::: EXCERPTED TEXT

[The battlefields in what are now the Indian states of Nagaland
and Manipur — some just a few miles from the border with Myanmar, which was
then Burma — are also well preserved because of the region’s longtime
isolation. Trenches, bunkers and airfields remain as they were left 70 years
ago — worn by time and monsoons but clearly visible in the jungle.]
By Gadiner
Harris
KOHIMA, India — Soldiers died by the
dozens, by the hundreds and then by the thousands in a battle here 70 years
ago. Two bloody weeks of fighting came down to just a few yards across an
asphalt tennis court.
Night after night, Japanese troops charged across the court’s
white lines, only to be killed by almost continuous firing from British and
Indian machine guns. The Battle of Kohima and Imphal was the bloodiest of World
War II in India, and it cost Japan much of its best army in Burma.

::::::
::: EXTRACTED RECORDS

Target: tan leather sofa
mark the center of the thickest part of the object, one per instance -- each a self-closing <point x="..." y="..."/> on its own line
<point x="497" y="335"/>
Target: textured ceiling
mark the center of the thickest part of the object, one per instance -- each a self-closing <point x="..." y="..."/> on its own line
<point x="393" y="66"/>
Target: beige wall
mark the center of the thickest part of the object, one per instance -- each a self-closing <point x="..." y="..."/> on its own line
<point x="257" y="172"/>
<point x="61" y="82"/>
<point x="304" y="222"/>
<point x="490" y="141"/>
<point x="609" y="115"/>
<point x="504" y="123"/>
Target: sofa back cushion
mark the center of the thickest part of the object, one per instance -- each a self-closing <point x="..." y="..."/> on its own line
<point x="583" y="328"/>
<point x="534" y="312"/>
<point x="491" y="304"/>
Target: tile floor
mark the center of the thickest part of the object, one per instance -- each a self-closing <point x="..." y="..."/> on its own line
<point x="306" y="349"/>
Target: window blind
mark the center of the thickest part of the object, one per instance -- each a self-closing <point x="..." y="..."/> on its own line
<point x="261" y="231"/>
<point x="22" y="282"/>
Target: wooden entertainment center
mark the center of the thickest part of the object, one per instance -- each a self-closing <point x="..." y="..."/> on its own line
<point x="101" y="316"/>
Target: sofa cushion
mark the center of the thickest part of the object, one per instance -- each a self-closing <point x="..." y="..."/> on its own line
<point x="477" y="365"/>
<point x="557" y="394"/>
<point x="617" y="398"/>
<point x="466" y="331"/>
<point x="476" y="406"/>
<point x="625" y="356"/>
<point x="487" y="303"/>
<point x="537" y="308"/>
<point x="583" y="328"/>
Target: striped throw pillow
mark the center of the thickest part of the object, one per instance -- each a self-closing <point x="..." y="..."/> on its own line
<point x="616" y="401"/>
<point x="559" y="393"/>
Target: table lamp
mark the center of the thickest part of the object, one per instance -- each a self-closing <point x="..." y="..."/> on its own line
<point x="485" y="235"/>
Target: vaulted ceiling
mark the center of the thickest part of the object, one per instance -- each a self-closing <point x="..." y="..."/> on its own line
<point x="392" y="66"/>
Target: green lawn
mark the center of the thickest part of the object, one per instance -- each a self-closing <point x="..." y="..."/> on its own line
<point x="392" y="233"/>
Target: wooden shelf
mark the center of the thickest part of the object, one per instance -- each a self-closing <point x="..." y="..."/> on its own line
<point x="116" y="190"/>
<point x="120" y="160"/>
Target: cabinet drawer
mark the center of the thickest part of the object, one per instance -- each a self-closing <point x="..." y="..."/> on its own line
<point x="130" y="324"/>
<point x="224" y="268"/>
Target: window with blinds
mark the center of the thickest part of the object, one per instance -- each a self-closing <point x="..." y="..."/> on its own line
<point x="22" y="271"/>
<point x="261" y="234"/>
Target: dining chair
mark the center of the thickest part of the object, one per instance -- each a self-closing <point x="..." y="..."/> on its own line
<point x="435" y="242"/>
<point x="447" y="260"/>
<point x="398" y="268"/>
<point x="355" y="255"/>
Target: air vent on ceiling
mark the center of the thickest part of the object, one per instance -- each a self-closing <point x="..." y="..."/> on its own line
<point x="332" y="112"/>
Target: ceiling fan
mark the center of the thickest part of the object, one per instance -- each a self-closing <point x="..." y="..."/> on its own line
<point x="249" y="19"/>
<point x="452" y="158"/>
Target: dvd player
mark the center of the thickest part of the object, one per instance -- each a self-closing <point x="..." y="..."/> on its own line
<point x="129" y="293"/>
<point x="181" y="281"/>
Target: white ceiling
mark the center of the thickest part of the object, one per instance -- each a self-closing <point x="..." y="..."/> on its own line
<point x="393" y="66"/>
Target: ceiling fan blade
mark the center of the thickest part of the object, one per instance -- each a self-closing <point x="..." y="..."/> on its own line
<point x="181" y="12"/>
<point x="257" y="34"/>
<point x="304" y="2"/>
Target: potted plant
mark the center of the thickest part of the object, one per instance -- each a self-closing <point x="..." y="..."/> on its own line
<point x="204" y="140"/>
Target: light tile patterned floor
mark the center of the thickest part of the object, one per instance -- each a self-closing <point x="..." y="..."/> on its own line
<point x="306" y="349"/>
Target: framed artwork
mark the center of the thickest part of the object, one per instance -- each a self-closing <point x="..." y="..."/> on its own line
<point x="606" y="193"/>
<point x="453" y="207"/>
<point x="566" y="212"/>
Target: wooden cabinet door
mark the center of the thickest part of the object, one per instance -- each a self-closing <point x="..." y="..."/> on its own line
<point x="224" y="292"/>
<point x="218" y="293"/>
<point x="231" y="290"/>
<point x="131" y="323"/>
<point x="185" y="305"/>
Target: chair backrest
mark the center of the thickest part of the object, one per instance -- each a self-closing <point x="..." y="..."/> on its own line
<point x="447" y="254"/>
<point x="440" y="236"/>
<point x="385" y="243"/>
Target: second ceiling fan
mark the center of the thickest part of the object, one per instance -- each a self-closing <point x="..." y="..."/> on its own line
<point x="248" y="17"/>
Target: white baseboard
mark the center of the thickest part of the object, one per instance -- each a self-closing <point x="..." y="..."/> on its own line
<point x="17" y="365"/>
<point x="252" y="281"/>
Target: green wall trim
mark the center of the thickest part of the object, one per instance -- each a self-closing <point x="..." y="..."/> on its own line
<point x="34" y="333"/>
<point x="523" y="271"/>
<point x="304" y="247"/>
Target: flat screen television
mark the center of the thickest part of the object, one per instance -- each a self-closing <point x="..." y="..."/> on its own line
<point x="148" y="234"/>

::::::

TASK TO COMPLETE: In the passage on the Battle of Kohima, repeat everything from "Night after night, Japanese" down to "army in Burma.", changing "machine guns" to "artillery".

FINAL ANSWER:
Night after night, Japanese troops charged across the court’s
white lines, only to be killed by almost continuous firing from British and
Indian artillery. The Battle of Kohima and Imphal was the bloodiest of World
War II in India, and it cost Japan much of its best army in Burma.